TASK STATEMENT: Check each line of the records for "instance"; collect those that have it.

*** SOURCE INFORMATION ***

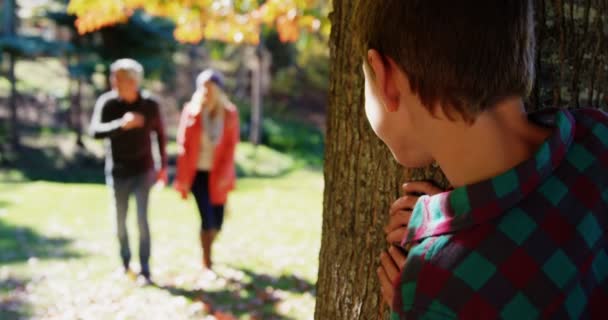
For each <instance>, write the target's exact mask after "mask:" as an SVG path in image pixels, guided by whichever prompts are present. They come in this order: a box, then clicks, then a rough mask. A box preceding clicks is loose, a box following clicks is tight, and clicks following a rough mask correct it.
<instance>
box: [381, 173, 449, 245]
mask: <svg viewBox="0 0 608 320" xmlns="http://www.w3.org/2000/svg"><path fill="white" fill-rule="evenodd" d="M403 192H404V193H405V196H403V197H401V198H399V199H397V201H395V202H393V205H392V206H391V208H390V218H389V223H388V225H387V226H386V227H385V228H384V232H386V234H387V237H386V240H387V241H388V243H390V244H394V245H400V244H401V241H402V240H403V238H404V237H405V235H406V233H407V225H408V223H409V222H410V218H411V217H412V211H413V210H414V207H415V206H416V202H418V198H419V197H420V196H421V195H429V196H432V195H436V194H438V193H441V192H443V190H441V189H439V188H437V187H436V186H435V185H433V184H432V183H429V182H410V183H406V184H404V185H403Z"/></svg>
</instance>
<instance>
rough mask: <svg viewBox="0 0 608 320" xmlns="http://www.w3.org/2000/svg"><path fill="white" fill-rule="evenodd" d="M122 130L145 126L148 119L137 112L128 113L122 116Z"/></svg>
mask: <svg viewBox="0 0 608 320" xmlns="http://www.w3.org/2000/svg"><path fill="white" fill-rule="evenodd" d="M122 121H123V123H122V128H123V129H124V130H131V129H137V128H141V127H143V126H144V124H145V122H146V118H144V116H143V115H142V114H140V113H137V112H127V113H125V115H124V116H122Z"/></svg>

*** End of SOURCE INFORMATION ***

RESULT OF THE EXERCISE:
For each <instance>, write the target's exact mask after "mask:" as an SVG path in image pixels, guided by whichever prompts are present. They come in this order: a box, then clicks, then a rough mask. A box preceding clicks is loose, a box following clicks is tight, and clicks following a rough mask correct it.
<instance>
</instance>
<instance>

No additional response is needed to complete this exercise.